>>>>

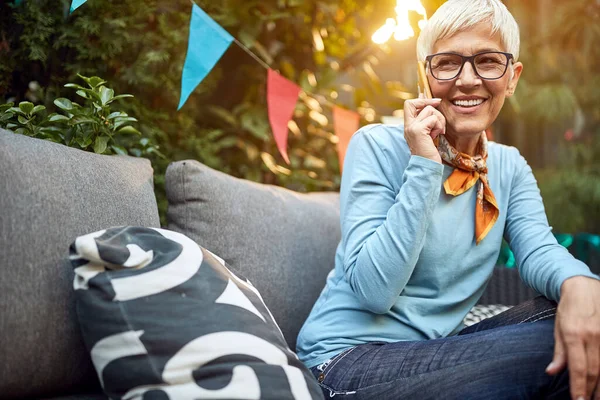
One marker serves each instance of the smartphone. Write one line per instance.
(423, 84)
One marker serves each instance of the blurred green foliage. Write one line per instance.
(139, 47)
(556, 113)
(94, 126)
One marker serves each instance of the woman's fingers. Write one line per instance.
(559, 361)
(429, 111)
(432, 125)
(578, 368)
(593, 364)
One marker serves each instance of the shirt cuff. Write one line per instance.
(580, 269)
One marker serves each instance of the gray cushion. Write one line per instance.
(50, 194)
(284, 242)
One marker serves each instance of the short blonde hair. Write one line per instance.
(456, 16)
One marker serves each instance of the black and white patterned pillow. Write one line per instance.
(164, 318)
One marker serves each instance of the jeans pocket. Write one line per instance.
(332, 363)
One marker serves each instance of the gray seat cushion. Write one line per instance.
(50, 194)
(284, 242)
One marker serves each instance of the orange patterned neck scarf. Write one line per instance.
(468, 170)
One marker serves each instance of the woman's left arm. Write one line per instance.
(553, 271)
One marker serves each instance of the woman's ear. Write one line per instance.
(512, 84)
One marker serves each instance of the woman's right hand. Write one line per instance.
(422, 124)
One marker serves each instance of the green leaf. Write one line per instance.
(84, 141)
(121, 96)
(82, 119)
(58, 118)
(116, 114)
(129, 130)
(119, 150)
(106, 95)
(16, 110)
(64, 104)
(100, 144)
(26, 107)
(123, 121)
(82, 94)
(5, 107)
(93, 82)
(75, 86)
(38, 109)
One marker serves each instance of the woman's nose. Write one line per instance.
(468, 77)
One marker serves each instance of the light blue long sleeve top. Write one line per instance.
(407, 266)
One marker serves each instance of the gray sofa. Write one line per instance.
(284, 242)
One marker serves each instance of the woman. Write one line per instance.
(423, 213)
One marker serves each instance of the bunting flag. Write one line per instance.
(76, 4)
(207, 43)
(345, 123)
(282, 96)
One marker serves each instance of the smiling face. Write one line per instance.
(469, 103)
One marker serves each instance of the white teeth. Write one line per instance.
(468, 103)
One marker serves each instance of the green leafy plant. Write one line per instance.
(93, 125)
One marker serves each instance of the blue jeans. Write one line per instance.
(503, 357)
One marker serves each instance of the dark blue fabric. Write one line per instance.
(503, 357)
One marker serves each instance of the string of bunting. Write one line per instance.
(282, 94)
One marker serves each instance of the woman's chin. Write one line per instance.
(466, 129)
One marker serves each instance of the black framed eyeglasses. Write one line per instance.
(488, 65)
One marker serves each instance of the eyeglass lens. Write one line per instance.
(487, 65)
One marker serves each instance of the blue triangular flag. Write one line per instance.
(76, 3)
(206, 45)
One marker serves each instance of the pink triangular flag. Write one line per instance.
(345, 123)
(282, 96)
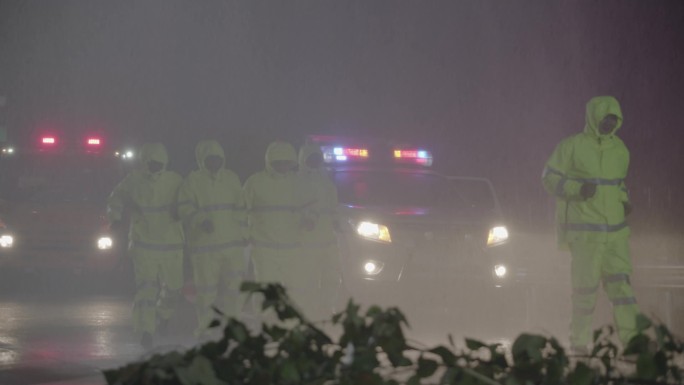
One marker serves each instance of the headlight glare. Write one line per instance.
(374, 231)
(6, 241)
(105, 243)
(500, 271)
(497, 235)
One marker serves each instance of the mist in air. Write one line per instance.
(490, 86)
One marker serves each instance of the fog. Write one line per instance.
(491, 86)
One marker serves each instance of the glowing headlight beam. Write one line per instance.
(374, 231)
(6, 241)
(497, 235)
(105, 243)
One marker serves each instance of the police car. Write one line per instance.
(400, 221)
(53, 194)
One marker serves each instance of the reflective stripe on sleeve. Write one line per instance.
(271, 208)
(155, 209)
(582, 311)
(147, 284)
(219, 207)
(623, 301)
(317, 245)
(599, 181)
(584, 290)
(594, 227)
(616, 278)
(560, 187)
(158, 247)
(218, 247)
(275, 245)
(550, 170)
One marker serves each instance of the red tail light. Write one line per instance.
(94, 141)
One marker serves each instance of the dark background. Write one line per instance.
(492, 85)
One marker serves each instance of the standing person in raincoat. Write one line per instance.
(319, 245)
(586, 173)
(275, 205)
(211, 205)
(155, 238)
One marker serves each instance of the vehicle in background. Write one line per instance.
(403, 223)
(53, 194)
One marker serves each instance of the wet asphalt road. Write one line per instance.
(65, 328)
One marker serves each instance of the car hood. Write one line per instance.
(421, 215)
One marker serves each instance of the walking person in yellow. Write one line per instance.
(586, 173)
(155, 238)
(211, 205)
(275, 205)
(319, 245)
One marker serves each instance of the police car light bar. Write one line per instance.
(421, 157)
(343, 154)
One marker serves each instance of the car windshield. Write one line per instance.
(49, 179)
(383, 188)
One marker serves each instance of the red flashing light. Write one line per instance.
(343, 154)
(421, 157)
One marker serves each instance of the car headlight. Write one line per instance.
(372, 267)
(105, 243)
(374, 231)
(6, 241)
(497, 235)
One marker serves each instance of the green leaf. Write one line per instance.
(637, 345)
(289, 372)
(448, 358)
(451, 340)
(643, 323)
(647, 368)
(250, 287)
(582, 375)
(414, 380)
(528, 347)
(426, 367)
(200, 371)
(474, 344)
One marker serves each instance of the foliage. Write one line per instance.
(372, 350)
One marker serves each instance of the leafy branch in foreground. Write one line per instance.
(373, 350)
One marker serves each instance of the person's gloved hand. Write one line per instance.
(207, 226)
(588, 190)
(308, 224)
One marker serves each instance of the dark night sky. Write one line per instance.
(494, 85)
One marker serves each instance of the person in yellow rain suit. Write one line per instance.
(211, 204)
(319, 245)
(275, 206)
(156, 238)
(586, 173)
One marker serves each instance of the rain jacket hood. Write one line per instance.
(598, 108)
(304, 153)
(279, 151)
(153, 152)
(207, 148)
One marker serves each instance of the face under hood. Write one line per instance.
(305, 152)
(208, 148)
(598, 108)
(153, 152)
(279, 151)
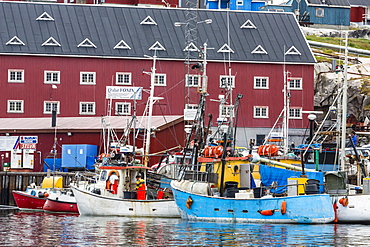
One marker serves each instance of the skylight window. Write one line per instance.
(51, 42)
(148, 21)
(225, 48)
(191, 47)
(248, 24)
(157, 46)
(259, 50)
(86, 43)
(122, 45)
(15, 41)
(293, 51)
(44, 17)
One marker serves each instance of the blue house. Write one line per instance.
(250, 5)
(320, 13)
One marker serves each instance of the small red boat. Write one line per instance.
(30, 199)
(34, 197)
(61, 202)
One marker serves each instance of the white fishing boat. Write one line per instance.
(351, 207)
(125, 186)
(123, 197)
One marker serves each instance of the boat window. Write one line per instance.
(103, 176)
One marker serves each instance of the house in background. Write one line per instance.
(249, 5)
(317, 13)
(64, 56)
(360, 10)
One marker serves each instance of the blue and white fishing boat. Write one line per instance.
(218, 185)
(214, 200)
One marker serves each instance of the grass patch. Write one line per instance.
(360, 43)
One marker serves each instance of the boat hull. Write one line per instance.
(98, 205)
(305, 209)
(26, 201)
(356, 211)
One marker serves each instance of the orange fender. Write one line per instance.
(335, 212)
(283, 207)
(189, 202)
(268, 150)
(266, 212)
(344, 201)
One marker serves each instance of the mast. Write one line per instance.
(151, 101)
(344, 108)
(286, 111)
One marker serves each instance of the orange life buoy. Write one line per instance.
(189, 202)
(268, 149)
(207, 152)
(335, 212)
(344, 201)
(283, 207)
(266, 212)
(218, 150)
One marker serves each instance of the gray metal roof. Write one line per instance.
(359, 2)
(87, 124)
(69, 30)
(330, 2)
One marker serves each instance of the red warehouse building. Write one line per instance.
(65, 56)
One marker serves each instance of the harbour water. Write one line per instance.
(44, 229)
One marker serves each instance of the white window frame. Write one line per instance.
(260, 78)
(46, 107)
(160, 80)
(230, 80)
(192, 80)
(191, 106)
(123, 105)
(258, 114)
(52, 73)
(87, 104)
(295, 113)
(15, 73)
(18, 102)
(225, 111)
(123, 78)
(294, 81)
(87, 81)
(320, 12)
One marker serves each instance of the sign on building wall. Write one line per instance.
(117, 92)
(8, 143)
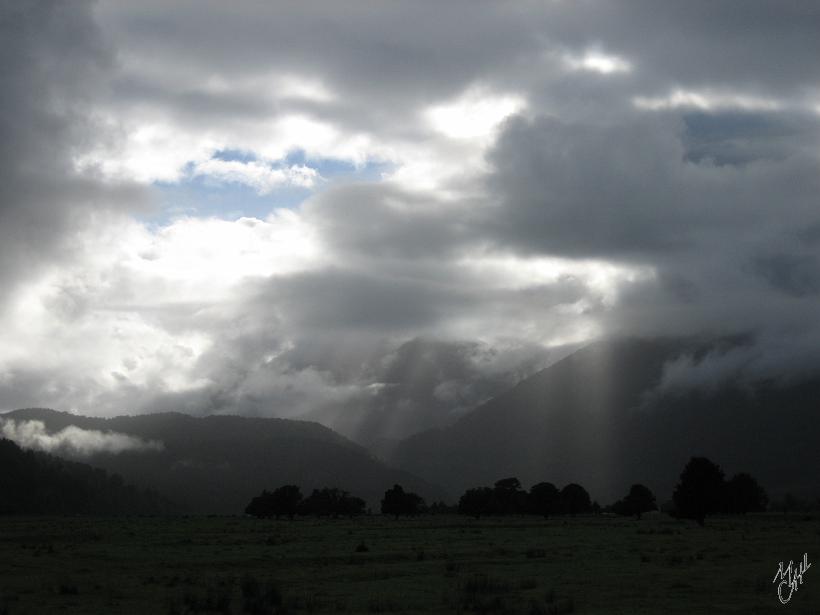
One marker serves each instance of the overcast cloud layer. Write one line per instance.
(452, 195)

<<<<

**The exercise:** Please copy the rows from the line containing "One marker serves each instance of the gray metal" through the end of the rows, keeping every line unchanged and leaving out the pictures.

**Complete answer:**
One marker serves each instance of the gray metal roof. Write one line per instance.
(359, 2)
(87, 124)
(69, 30)
(330, 2)
One marker serves each instance of the red warehouse building. Write one line per instance.
(65, 56)
One marker serves each instance of the harbour water. Write one line per instance.
(44, 229)
One marker serves each instance of the white window frame. Write one line per instance.
(260, 78)
(46, 107)
(160, 80)
(230, 80)
(192, 80)
(191, 106)
(123, 105)
(258, 114)
(52, 73)
(87, 104)
(295, 113)
(15, 73)
(18, 102)
(225, 111)
(123, 78)
(294, 81)
(87, 81)
(320, 12)
One marker serves each instance of the sign on building wall. Write one line per instance.
(117, 92)
(8, 143)
One marker serves each instance of the overcast cloud layer. Write one line per instance.
(452, 195)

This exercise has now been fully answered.